- _OBJECTIF FIXÉ 1_
Dupliquez à l'identique les lignes des données ci-dessous, de la ligne contenant « For every instance of the spectator's » jusqu'à celle contenant « (1139, 772) », ces deux lignes comprises.

- _TEXTE_

"Nous ne resterons pas silencieux" : un t-shirt et des fleurs sur le lieu du meurtre de Pavlos Fyssas, à Athènes.

Pavlos Fyssas, les dessous d’un assassinat politique (2/2)

Dans la nuit du 17 au 18 septembre, le rappeur grec était assassiné par un militant d’Aube dorée. Ce meurtre de trop a signé la chute du parti néo-nazi, dont on découvre aujourd’hui les connivences implicites avec le pouvoir et les liens avec les puissants armateurs.

Publié le 1 novembre 2013 à 11:03
"Nous ne resterons pas silencieux" : un t-shirt et des fleurs sur le lieu du meurtre de Pavlos Fyssas, à Athènes.

- _OBJECTIF FIXÉ 2_
Transcrivez l'article sur Pavlos Fyssas ci-dessus en entier, sans rien y changer.

- _LIGNES À TRAITER_
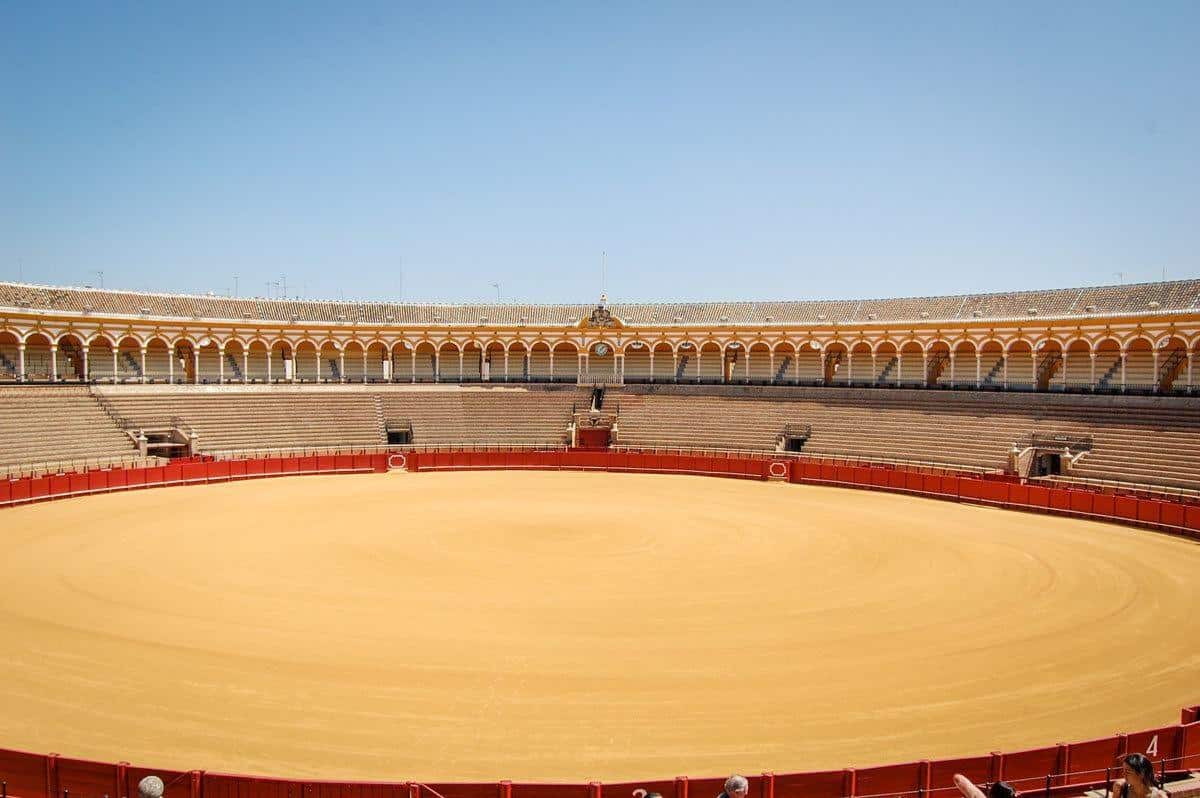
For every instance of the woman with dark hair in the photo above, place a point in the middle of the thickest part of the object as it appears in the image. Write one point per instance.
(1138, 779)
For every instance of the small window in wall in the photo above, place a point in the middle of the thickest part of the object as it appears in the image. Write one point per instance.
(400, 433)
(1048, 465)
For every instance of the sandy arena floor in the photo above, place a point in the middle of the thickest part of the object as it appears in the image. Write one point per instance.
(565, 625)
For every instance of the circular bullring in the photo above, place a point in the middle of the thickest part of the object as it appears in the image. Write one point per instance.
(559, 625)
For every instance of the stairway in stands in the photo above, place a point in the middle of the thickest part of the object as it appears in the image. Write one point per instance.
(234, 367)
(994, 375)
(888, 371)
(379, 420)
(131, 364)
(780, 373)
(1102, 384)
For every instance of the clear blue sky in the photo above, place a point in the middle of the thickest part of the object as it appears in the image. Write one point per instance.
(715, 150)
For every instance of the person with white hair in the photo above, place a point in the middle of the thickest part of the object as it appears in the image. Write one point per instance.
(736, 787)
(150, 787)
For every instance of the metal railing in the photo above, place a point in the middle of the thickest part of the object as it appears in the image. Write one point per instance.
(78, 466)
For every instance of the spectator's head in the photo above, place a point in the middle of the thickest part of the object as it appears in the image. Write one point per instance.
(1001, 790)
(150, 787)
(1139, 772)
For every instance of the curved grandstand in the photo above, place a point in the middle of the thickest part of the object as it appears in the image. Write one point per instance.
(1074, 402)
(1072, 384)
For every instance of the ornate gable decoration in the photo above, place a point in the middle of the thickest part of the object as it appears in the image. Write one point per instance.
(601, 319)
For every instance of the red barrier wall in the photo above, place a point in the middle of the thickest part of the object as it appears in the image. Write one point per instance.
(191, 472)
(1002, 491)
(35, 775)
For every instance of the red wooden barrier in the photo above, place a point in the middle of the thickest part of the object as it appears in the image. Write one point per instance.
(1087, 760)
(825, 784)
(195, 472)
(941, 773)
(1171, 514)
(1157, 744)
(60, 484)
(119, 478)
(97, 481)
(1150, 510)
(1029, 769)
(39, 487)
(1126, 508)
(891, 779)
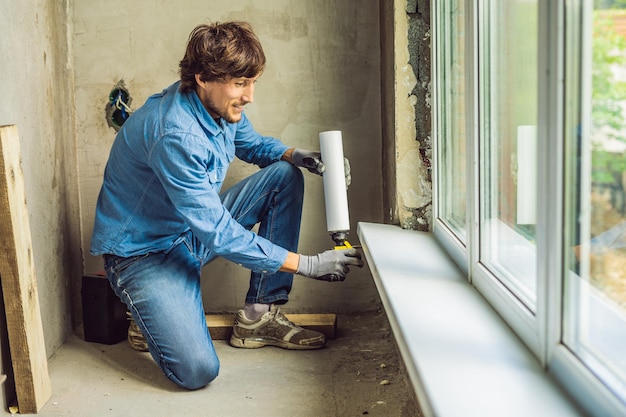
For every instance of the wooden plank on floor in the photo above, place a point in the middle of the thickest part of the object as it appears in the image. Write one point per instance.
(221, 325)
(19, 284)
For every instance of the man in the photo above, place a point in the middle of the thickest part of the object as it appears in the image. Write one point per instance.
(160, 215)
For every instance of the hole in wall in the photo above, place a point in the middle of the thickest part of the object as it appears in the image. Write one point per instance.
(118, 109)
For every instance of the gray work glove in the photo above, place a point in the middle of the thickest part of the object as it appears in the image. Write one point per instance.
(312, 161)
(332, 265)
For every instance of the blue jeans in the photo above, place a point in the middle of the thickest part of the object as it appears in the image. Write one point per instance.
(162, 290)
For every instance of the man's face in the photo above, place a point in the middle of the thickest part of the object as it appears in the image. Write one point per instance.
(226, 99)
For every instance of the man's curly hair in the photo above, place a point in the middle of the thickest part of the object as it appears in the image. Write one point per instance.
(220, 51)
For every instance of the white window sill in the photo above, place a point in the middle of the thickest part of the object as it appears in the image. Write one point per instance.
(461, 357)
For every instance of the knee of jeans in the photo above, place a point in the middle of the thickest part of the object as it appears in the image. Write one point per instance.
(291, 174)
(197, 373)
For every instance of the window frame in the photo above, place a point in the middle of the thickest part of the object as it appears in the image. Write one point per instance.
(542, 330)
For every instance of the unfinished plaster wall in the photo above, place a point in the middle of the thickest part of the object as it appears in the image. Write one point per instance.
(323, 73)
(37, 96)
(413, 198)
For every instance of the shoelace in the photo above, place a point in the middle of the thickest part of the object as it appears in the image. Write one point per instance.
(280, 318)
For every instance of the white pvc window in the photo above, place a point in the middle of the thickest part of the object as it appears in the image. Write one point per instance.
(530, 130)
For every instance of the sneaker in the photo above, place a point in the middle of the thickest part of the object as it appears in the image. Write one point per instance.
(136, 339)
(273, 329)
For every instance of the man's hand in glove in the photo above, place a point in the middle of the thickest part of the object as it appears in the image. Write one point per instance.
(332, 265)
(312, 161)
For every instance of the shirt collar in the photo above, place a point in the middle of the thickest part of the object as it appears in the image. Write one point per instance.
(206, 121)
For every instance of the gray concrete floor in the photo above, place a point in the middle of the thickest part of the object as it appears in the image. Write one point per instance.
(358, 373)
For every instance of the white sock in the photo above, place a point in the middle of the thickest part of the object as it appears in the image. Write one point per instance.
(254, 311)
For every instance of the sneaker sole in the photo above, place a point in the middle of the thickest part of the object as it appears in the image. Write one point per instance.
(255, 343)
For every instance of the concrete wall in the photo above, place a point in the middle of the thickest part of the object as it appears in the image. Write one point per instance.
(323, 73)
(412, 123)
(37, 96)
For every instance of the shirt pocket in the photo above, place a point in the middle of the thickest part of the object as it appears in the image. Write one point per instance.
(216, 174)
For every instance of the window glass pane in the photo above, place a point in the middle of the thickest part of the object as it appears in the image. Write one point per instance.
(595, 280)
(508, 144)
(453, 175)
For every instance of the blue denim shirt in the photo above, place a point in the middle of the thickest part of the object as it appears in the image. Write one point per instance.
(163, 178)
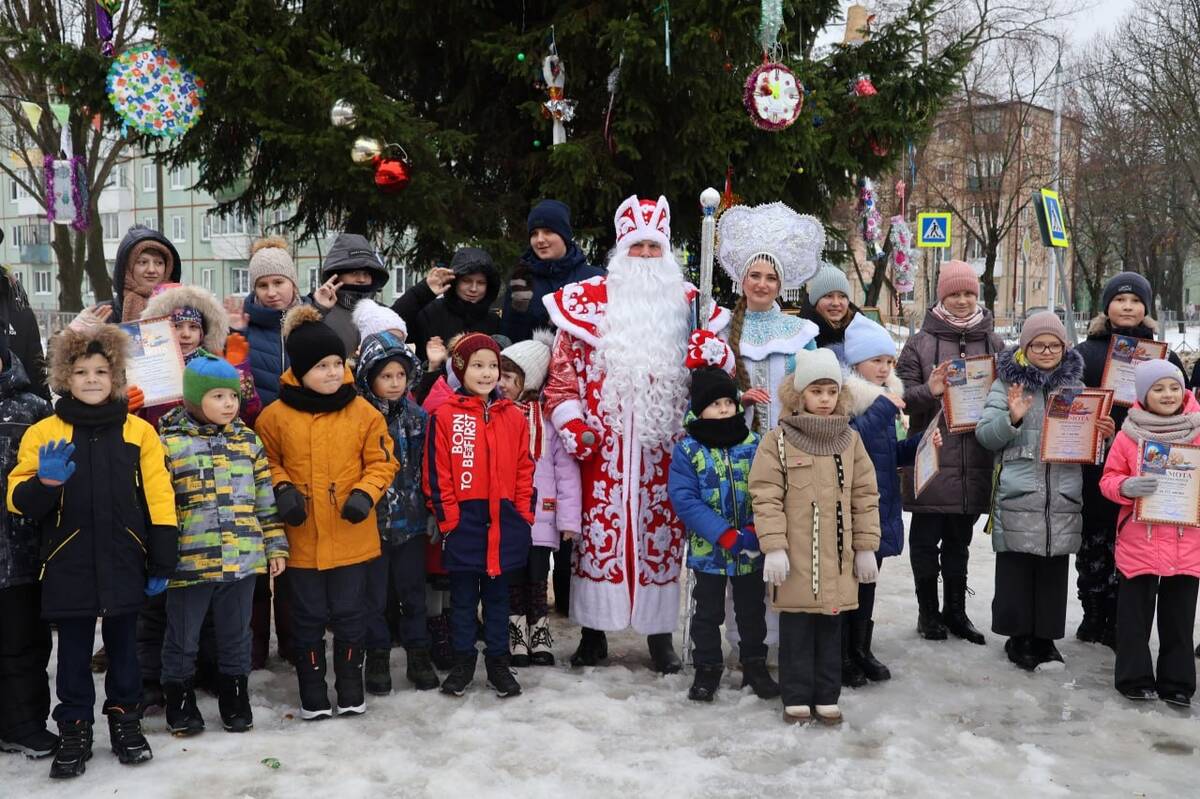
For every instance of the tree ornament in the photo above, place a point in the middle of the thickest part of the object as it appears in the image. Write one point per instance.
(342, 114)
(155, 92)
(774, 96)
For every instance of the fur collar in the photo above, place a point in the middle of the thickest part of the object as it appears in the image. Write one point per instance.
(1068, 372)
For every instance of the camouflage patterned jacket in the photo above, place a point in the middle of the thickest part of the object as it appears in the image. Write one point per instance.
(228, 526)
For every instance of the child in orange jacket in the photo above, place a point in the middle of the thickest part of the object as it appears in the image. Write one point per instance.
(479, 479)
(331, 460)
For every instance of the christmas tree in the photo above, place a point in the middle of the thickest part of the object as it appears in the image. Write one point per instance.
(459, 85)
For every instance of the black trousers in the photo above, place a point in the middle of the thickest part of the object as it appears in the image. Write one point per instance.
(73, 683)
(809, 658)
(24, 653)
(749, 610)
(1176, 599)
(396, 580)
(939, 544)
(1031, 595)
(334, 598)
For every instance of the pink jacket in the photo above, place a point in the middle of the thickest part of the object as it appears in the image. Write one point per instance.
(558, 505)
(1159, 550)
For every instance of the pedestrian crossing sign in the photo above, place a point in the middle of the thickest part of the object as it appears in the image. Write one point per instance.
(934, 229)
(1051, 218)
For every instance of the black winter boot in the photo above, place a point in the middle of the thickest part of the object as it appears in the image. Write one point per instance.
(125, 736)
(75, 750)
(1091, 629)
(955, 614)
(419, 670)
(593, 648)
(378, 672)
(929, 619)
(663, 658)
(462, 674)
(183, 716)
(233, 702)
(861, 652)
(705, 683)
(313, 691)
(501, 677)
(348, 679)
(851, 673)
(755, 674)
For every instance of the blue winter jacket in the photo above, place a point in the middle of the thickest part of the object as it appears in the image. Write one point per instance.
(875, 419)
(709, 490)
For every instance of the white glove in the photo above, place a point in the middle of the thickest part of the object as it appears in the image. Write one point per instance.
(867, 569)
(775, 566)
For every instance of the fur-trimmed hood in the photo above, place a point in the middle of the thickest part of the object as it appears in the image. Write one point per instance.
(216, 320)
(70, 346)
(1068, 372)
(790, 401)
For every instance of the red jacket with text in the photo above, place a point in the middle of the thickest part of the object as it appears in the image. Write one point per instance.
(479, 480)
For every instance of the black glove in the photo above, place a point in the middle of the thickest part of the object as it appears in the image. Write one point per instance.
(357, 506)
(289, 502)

- _SOLUTION 1_
For every instance of the spectator's head in the photo above, place a point in the middle of the thickest part of the object as it appears in the image. Write one point per instance.
(1001, 790)
(150, 787)
(1139, 772)

- _SOLUTION 2_
"Nous ne resterons pas silencieux" : un t-shirt et des fleurs sur le lieu du meurtre de Pavlos Fyssas, à Athènes.

Pavlos Fyssas, les dessous d’un assassinat politique (2/2)

Dans la nuit du 17 au 18 septembre, le rappeur grec était assassiné par un militant d’Aube dorée. Ce meurtre de trop a signé la chute du parti néo-nazi, dont on découvre aujourd’hui les connivences implicites avec le pouvoir et les liens avec les puissants armateurs.

Publié le 1 novembre 2013 à 11:03
"Nous ne resterons pas silencieux" : un t-shirt et des fleurs sur le lieu du meurtre de Pavlos Fyssas, à Athènes.